Return the records in full, exactly as given.
--------------------------------------------------
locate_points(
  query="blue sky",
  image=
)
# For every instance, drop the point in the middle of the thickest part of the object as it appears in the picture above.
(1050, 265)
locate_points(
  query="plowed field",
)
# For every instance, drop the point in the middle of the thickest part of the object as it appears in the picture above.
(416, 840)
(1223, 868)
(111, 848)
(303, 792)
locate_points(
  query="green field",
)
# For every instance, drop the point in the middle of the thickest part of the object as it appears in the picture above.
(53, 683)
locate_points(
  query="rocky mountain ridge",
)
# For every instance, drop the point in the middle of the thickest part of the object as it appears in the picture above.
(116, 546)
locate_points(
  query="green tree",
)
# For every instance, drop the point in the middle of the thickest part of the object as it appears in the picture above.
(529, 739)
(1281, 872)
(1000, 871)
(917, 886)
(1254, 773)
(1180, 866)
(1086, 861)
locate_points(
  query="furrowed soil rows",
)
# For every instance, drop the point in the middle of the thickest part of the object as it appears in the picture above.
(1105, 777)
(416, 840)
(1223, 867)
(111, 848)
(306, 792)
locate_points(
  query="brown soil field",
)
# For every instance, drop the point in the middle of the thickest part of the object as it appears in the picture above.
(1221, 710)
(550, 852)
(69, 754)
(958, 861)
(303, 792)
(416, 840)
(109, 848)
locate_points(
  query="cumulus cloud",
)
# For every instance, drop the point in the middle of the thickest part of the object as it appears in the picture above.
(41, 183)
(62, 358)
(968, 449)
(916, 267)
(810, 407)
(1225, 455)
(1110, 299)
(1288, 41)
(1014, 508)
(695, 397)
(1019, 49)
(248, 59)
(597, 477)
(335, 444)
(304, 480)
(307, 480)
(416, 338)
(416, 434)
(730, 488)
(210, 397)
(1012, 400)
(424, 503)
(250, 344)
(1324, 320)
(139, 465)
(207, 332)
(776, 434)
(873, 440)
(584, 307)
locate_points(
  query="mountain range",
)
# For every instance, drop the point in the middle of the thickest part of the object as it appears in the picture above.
--------------------------------------------------
### COMPLETED TASK:
locate_points(
  query="blue sky",
  image=
)
# For every instance, drop the point in the middle of the thickest part of the object as it appears in the picture above.
(1050, 265)
locate_points(
  query="plowed field",
)
# For every instance, drop the point in the middle of the thickest part of the object as it appears in the picture above.
(416, 840)
(1223, 868)
(111, 848)
(303, 792)
locate_points(
  query="green field",
)
# For every instance, drop the point in the middle of the thickest part of the object as it appears in the picture above.
(53, 683)
locate_points(
  query="rocky mountain ridge",
)
# For every instance, drop the point in the middle of the thickest part of the object as it appears in the picture above.
(116, 546)
locate_points(
  query="green tree",
)
# For every instance, drop the point in the middle of the thickest part of the object as it appears in the picture above.
(529, 739)
(1281, 872)
(1000, 871)
(917, 886)
(1254, 773)
(1180, 866)
(1086, 861)
locate_points(
  query="furrowed soil rows",
)
# For every instance, drop the point in the middle of the thickest part of the object as it appears in the picture above.
(1105, 777)
(416, 840)
(1223, 867)
(111, 848)
(306, 792)
locate_points(
  query="brown soil field",
)
# For every instance, drop the point in the middle of the thickest part of the object as it appears in the picture above.
(1221, 710)
(550, 852)
(69, 754)
(958, 861)
(303, 792)
(416, 840)
(109, 848)
locate_points(
  query="cumulus cloud",
)
# For every instance, drop the point in the middle of the thickest part of the object as it appears in the picture above.
(41, 183)
(62, 358)
(968, 449)
(916, 267)
(810, 407)
(1225, 455)
(1110, 299)
(1288, 41)
(1014, 508)
(695, 397)
(1019, 49)
(248, 59)
(597, 477)
(335, 444)
(304, 480)
(307, 480)
(416, 338)
(416, 434)
(730, 488)
(210, 397)
(1012, 400)
(424, 503)
(250, 344)
(1324, 320)
(139, 465)
(207, 332)
(776, 434)
(873, 440)
(584, 307)
locate_points(
  query="mountain range",
)
# For every instance, drop the point in the middle of the thickest part of the object as it appears in the picture above.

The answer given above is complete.